» **Required work**: Your task is to reproduce exactly the lines from the line with "Where can you find the wooden rafter" through the end of the records below.

» **Record excerpts**:
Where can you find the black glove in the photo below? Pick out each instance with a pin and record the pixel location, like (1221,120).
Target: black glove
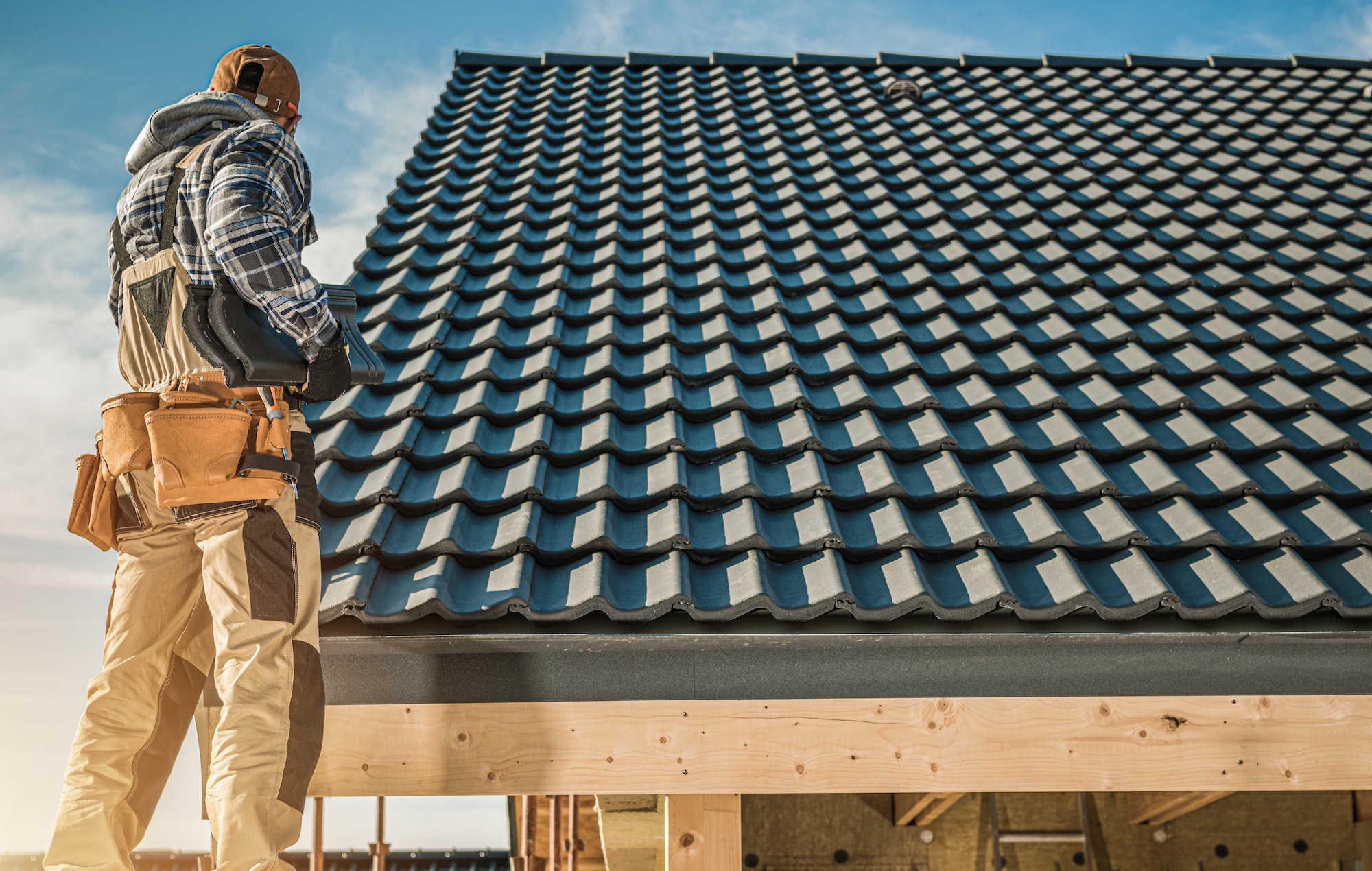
(330,374)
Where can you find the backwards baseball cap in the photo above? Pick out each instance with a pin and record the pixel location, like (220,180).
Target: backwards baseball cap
(261,75)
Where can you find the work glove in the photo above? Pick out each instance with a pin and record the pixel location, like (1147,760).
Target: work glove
(330,374)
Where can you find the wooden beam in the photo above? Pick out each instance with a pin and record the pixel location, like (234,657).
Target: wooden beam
(921,809)
(1362,806)
(1157,809)
(1130,744)
(705,833)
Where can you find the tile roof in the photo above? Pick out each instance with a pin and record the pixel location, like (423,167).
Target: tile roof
(737,333)
(397,861)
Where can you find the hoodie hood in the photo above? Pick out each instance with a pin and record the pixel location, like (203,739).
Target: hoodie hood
(174,124)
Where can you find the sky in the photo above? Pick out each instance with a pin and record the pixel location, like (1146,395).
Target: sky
(78,82)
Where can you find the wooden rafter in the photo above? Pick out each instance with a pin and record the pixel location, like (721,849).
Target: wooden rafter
(1157,809)
(921,809)
(1128,744)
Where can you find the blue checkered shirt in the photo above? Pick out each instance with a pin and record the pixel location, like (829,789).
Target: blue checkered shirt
(245,211)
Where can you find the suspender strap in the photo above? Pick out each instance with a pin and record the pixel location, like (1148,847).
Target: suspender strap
(121,246)
(169,205)
(169,208)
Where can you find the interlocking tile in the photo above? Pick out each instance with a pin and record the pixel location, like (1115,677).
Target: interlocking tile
(742,333)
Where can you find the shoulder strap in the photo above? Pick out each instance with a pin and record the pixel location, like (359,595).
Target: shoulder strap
(121,246)
(169,204)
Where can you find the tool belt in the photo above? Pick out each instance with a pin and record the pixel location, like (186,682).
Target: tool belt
(205,444)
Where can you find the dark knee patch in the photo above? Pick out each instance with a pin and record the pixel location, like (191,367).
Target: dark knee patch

» **Full answer**:
Where can you find the wooden rafter in the photo above? Pick out each instance with a pin and record the pixel location, like (721,849).
Target: wooden rafter
(1157,809)
(921,809)
(1128,744)
Where can you find the blue checkered shirt in the photo above? Pick out each instance with a pin and record the pixel location, like (829,789).
Target: blue checkered shirt
(245,211)
Where can you find the suspender strap in the photo above? Pick out each instance with a pin and record the pixel location, like (1148,847).
Target: suspender strap
(121,246)
(169,205)
(169,208)
Where can you find the interlocking tile in the photo above? Pick out each instance with a pin and record the pixel location, like (1115,677).
Target: interlocking tile
(742,333)
Where can you find the shoulder strap in the photo above? Pick out each instance with a pin and record the pixel location, like (359,595).
Target: shoulder strap
(121,246)
(169,204)
Where can you find the tool belt in the photo above? Pick out each instance with a pin and record the pixel location, like (186,682).
Target: tool belt
(205,444)
Where can you find the dark knee patch in the photo above? Pick out each instance with a pin and record the pixel location, like (191,367).
Target: dark knee patch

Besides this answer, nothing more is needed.